What the task requires
Convert the lines of the records starting at the one containing "Isolate man's hand" and ending at the one containing "left=307, top=154, right=371, bottom=200", both included, into a JSON list with one string per line and no blank lines.
========================================
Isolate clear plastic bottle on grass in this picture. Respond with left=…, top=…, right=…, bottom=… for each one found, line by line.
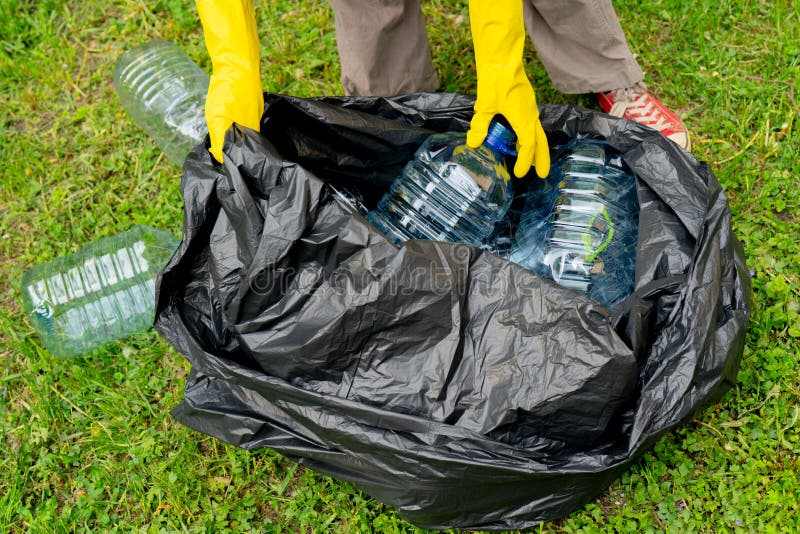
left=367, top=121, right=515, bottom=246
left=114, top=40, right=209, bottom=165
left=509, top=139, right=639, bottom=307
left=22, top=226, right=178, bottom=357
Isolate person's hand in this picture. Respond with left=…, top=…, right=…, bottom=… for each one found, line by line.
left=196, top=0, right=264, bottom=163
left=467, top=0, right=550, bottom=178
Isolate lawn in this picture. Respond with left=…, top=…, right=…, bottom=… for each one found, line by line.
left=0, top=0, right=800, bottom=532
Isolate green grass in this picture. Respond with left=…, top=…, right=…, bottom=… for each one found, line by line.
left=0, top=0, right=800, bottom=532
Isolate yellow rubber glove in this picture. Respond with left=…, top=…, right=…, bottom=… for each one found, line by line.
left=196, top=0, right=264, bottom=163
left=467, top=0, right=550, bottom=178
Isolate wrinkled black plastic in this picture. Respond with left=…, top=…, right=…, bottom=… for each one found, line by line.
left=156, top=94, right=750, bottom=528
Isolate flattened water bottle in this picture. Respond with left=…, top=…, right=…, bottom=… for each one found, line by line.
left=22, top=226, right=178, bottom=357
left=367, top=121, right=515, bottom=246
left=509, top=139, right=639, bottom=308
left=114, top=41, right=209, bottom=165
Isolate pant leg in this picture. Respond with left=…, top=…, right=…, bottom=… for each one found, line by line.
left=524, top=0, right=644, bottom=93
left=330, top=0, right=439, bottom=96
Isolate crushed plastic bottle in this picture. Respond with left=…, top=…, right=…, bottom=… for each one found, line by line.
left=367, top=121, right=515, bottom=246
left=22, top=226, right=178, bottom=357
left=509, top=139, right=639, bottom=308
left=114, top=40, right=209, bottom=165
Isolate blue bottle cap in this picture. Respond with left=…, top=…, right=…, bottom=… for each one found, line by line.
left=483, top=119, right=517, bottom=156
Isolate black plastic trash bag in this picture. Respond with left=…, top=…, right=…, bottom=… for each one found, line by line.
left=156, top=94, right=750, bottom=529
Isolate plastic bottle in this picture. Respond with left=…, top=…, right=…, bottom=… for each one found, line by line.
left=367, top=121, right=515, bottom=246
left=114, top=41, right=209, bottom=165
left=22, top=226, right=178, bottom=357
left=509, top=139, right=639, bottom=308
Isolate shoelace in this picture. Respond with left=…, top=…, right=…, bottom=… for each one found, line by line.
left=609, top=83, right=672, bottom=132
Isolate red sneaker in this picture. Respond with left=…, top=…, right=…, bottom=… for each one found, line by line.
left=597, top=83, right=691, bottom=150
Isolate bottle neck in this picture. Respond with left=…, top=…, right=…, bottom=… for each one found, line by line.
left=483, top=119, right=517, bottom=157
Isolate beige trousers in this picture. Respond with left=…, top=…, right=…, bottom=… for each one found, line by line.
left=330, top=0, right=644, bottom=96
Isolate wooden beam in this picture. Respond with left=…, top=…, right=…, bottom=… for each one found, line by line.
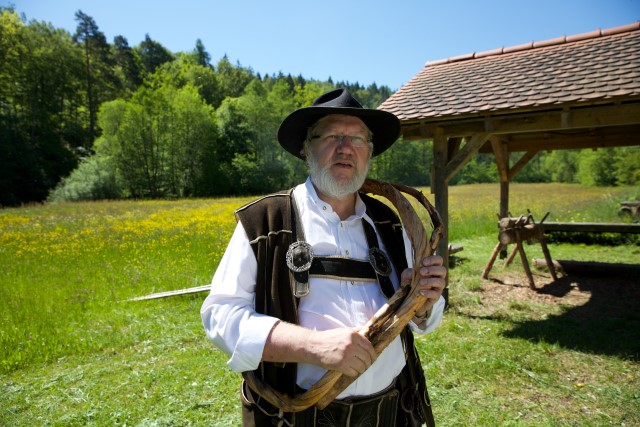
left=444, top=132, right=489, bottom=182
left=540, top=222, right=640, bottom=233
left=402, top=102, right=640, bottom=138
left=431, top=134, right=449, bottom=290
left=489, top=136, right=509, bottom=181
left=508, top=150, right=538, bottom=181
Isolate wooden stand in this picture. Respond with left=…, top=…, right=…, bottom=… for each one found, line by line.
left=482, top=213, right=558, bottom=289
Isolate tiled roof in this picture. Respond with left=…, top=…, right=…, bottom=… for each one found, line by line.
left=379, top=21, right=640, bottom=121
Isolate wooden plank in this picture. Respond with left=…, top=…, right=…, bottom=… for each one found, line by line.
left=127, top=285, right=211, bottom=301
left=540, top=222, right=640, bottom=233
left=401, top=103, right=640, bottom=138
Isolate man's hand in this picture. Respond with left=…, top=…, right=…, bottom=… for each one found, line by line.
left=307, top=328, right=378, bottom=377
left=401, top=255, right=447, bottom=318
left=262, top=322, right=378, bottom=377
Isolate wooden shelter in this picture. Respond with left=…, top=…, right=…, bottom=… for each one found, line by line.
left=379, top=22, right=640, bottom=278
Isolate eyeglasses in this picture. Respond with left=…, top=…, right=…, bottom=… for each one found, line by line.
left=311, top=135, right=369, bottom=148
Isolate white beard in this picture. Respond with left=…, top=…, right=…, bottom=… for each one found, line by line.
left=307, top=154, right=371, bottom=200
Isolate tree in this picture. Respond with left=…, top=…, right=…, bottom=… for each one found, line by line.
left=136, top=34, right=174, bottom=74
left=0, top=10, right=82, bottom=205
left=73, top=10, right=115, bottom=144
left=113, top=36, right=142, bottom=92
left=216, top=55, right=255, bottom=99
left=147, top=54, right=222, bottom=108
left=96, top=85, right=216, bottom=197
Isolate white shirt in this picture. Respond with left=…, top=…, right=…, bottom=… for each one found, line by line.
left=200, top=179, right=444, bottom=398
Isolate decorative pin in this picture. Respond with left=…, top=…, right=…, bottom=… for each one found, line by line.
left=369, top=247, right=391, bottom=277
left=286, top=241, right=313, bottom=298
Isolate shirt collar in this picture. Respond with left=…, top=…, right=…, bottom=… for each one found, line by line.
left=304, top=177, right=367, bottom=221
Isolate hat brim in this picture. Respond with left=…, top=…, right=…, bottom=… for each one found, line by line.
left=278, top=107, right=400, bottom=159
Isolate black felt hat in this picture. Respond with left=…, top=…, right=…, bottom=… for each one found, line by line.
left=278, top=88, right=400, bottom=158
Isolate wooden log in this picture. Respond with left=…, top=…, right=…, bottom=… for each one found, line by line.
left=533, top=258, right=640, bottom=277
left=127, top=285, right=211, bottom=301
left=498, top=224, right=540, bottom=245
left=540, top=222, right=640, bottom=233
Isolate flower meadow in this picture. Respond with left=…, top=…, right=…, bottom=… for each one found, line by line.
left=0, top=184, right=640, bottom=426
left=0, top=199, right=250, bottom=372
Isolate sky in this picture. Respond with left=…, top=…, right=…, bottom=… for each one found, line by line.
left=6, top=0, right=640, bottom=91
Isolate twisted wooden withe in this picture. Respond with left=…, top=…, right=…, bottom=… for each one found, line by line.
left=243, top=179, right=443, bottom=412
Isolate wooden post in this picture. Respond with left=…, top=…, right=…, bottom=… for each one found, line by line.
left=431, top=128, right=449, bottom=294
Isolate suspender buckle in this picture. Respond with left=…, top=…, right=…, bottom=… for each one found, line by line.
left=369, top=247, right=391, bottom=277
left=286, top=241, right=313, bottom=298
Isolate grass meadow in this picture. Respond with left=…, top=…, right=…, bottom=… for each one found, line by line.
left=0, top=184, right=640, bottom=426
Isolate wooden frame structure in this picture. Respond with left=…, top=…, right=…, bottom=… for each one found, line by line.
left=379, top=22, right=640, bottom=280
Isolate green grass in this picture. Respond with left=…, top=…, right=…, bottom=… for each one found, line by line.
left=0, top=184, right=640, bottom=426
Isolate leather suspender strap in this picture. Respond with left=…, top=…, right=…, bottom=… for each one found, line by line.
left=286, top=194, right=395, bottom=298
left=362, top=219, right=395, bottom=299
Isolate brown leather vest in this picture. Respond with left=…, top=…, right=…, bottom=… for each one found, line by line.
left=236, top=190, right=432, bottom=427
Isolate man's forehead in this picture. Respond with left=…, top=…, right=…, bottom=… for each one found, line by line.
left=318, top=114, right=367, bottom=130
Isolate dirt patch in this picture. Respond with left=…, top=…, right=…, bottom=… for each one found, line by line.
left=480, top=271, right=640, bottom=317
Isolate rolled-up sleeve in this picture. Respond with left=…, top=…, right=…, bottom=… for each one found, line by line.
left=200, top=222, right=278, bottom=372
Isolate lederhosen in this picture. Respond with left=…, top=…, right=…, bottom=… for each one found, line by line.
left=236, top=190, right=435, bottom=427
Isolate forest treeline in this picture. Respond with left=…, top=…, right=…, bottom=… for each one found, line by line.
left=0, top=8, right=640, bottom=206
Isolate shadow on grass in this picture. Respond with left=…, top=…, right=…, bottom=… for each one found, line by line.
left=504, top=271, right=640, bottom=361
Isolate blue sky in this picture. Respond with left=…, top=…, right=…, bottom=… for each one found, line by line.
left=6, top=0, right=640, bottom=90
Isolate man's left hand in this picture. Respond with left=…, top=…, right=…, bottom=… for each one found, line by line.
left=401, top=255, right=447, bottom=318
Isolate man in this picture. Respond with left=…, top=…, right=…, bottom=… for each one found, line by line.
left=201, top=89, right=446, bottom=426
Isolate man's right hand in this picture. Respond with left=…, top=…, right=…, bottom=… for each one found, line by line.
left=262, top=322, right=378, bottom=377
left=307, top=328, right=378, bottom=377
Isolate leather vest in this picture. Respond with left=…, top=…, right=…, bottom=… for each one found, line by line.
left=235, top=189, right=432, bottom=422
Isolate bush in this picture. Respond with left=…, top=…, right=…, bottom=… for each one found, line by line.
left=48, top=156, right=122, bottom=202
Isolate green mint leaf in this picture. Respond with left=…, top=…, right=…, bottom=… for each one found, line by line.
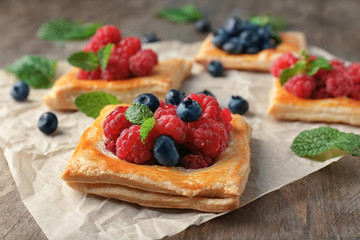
========================================
Written response
[
  "Isolate man's hand in this picture. Respond with left=…, top=…, right=…, bottom=… for each one found, line by line.",
  "left=307, top=328, right=378, bottom=377",
  "left=401, top=255, right=447, bottom=318",
  "left=262, top=322, right=378, bottom=377",
  "Isolate wooden shelter in this picture. Respond with left=…, top=…, right=…, bottom=… for each one found, line by line.",
  "left=379, top=22, right=640, bottom=278",
  "Isolate eyeglasses in this picture. Respond with left=…, top=…, right=…, bottom=… for each one found, line by line.",
  "left=311, top=135, right=369, bottom=148",
  "Isolate white beard in this picture. Respond with left=…, top=…, right=…, bottom=… for each one found, line by line.",
  "left=307, top=154, right=371, bottom=200"
]